--- Work instructions ---
Transcribe everything in the data word for word. Pictures are left out.

--- Information supplied ---
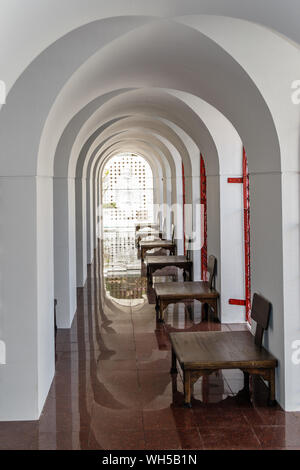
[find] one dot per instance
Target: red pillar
(204, 209)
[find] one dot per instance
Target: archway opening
(127, 199)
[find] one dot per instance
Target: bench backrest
(211, 269)
(260, 312)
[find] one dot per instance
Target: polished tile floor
(113, 390)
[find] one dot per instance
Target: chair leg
(215, 307)
(272, 400)
(174, 363)
(246, 381)
(187, 389)
(157, 309)
(161, 312)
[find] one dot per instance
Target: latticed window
(127, 189)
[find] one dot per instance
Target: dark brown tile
(169, 418)
(229, 437)
(116, 440)
(278, 436)
(162, 440)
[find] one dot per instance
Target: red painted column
(203, 193)
(246, 197)
(183, 202)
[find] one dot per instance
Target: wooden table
(140, 225)
(202, 353)
(140, 235)
(160, 262)
(173, 292)
(152, 244)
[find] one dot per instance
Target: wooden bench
(152, 244)
(160, 262)
(202, 353)
(174, 292)
(142, 225)
(142, 234)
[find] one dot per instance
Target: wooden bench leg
(272, 400)
(215, 307)
(174, 363)
(157, 308)
(187, 389)
(246, 381)
(161, 311)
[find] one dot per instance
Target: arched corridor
(124, 113)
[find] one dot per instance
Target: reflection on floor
(113, 390)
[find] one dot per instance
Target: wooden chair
(202, 353)
(174, 292)
(152, 244)
(160, 262)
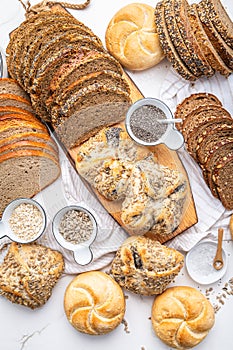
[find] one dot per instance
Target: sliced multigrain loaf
(11, 100)
(224, 51)
(211, 141)
(58, 46)
(199, 62)
(192, 102)
(11, 86)
(83, 124)
(198, 134)
(201, 115)
(220, 19)
(167, 45)
(222, 177)
(205, 44)
(96, 94)
(28, 172)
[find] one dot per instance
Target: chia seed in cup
(145, 125)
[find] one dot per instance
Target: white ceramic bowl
(5, 229)
(82, 251)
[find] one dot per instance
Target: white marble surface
(47, 327)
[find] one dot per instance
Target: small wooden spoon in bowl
(218, 260)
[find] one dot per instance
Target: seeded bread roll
(144, 266)
(132, 38)
(29, 273)
(182, 317)
(94, 303)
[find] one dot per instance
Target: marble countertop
(47, 327)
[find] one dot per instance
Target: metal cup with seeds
(75, 228)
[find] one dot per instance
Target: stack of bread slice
(72, 80)
(208, 132)
(28, 155)
(197, 39)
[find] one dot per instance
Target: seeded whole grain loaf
(205, 44)
(220, 19)
(181, 8)
(144, 266)
(167, 44)
(224, 51)
(192, 102)
(29, 273)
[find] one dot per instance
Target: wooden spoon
(218, 260)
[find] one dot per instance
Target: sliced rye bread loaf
(11, 100)
(224, 51)
(192, 102)
(198, 134)
(207, 146)
(205, 44)
(28, 172)
(96, 94)
(167, 45)
(179, 43)
(202, 67)
(222, 177)
(201, 115)
(57, 46)
(76, 130)
(8, 85)
(220, 19)
(214, 159)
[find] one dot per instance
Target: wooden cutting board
(165, 157)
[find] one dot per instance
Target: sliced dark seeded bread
(87, 97)
(8, 85)
(224, 51)
(192, 102)
(181, 8)
(201, 115)
(220, 19)
(198, 134)
(223, 179)
(207, 146)
(205, 44)
(167, 45)
(84, 123)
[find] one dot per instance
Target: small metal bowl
(172, 138)
(82, 251)
(5, 229)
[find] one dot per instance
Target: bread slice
(220, 19)
(192, 102)
(29, 272)
(224, 51)
(223, 179)
(93, 95)
(84, 123)
(205, 44)
(167, 44)
(198, 134)
(202, 67)
(201, 115)
(11, 86)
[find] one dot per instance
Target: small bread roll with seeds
(144, 266)
(131, 37)
(182, 317)
(94, 303)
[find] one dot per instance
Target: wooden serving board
(165, 157)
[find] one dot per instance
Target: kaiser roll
(131, 37)
(94, 303)
(182, 317)
(144, 266)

--- Written answer ---
[find] one dot per instance
Target: red pillar
(204, 209)
[find] one dot per instance
Target: archway opening
(127, 199)
[find] one dot per instance
Target: bench backrest
(211, 269)
(260, 312)
[find] one dot per instance
Target: polished tile floor
(113, 390)
[find] one dot per instance
Target: chair leg
(215, 307)
(272, 400)
(174, 363)
(246, 381)
(187, 389)
(157, 309)
(161, 312)
[find] one dot per instance
Target: latticed window
(127, 189)
[find] one dot per instance
Target: dark brown tile
(169, 418)
(229, 437)
(116, 440)
(278, 436)
(162, 440)
[find] one dot per instance
Target: red painted column
(203, 193)
(246, 197)
(183, 202)
[find] one dot per instance
Target: wooden table
(140, 225)
(202, 353)
(140, 235)
(160, 262)
(173, 292)
(152, 244)
[find] one dot per instance
Target: wooden bench
(152, 244)
(160, 262)
(202, 353)
(174, 292)
(142, 225)
(142, 234)
[find] one dot per instance
Target: wooden bench leg
(272, 400)
(215, 307)
(174, 363)
(157, 308)
(187, 389)
(246, 381)
(161, 311)
[find] one dot per instance
Target: arched corridor
(124, 113)
[find] one dot per instance
Target: reflection on floor
(113, 390)
[find] one dot per instance
Target: wooden chair
(202, 353)
(174, 292)
(152, 244)
(160, 262)
[find] one dot per instance
Target: sliced multigrain loaf
(11, 100)
(224, 51)
(211, 141)
(58, 46)
(199, 62)
(192, 102)
(11, 86)
(83, 124)
(198, 134)
(201, 115)
(220, 19)
(167, 45)
(222, 177)
(205, 44)
(96, 94)
(28, 172)
[find] one dot per instance
Target: chia seed in cup
(145, 125)
[find] one dot per instance
Target: white ceramic bowl
(5, 229)
(82, 251)
[find] one dot per instance
Target: white marble surface
(47, 327)
[find] one dot per instance
Target: small wooden spoon in bowl
(218, 260)
[find] one dot per instance
Target: seeded bread roll
(144, 266)
(132, 38)
(29, 273)
(182, 317)
(94, 303)
[find] one dot per instance
Target: marble countertop
(47, 327)
[find] one dot per instance
Target: metal cup with seeds
(75, 228)
[find] one dot per instance
Target: stack of bread slice
(72, 80)
(208, 132)
(28, 155)
(197, 39)
[find] one dot per instance
Target: seeded whole grain loaf
(205, 44)
(220, 19)
(181, 8)
(144, 266)
(167, 44)
(224, 51)
(192, 102)
(29, 273)
[find] one dot per instance
Target: wooden spoon
(218, 260)
[find] one dot per instance
Target: sliced rye bread loaf
(11, 100)
(224, 51)
(192, 102)
(198, 134)
(207, 146)
(205, 44)
(28, 172)
(96, 94)
(167, 45)
(179, 43)
(202, 67)
(222, 177)
(201, 115)
(57, 46)
(76, 130)
(8, 85)
(220, 19)
(214, 159)
[find] one dot per instance
Target: wooden cutting board
(165, 157)
[find] one dot per instance
Target: sliced dark seeded bread
(87, 97)
(8, 85)
(224, 51)
(192, 102)
(181, 8)
(201, 115)
(220, 19)
(198, 134)
(223, 179)
(207, 146)
(205, 44)
(167, 45)
(84, 123)
[find] one dot per instance
Target: small metal bowl
(172, 138)
(82, 251)
(5, 229)
[find] one dot per instance
Target: bread slice
(220, 19)
(192, 102)
(29, 272)
(224, 51)
(223, 179)
(93, 95)
(84, 123)
(205, 44)
(167, 44)
(198, 134)
(202, 67)
(201, 115)
(11, 86)
[find] one dot per instance
Target: small bread roll with seeds
(144, 266)
(131, 37)
(182, 317)
(94, 303)
[find] one dot per instance
Target: wooden serving board
(165, 157)
[find] one dot per instance
Target: kaiser roll
(131, 37)
(94, 303)
(182, 317)
(144, 266)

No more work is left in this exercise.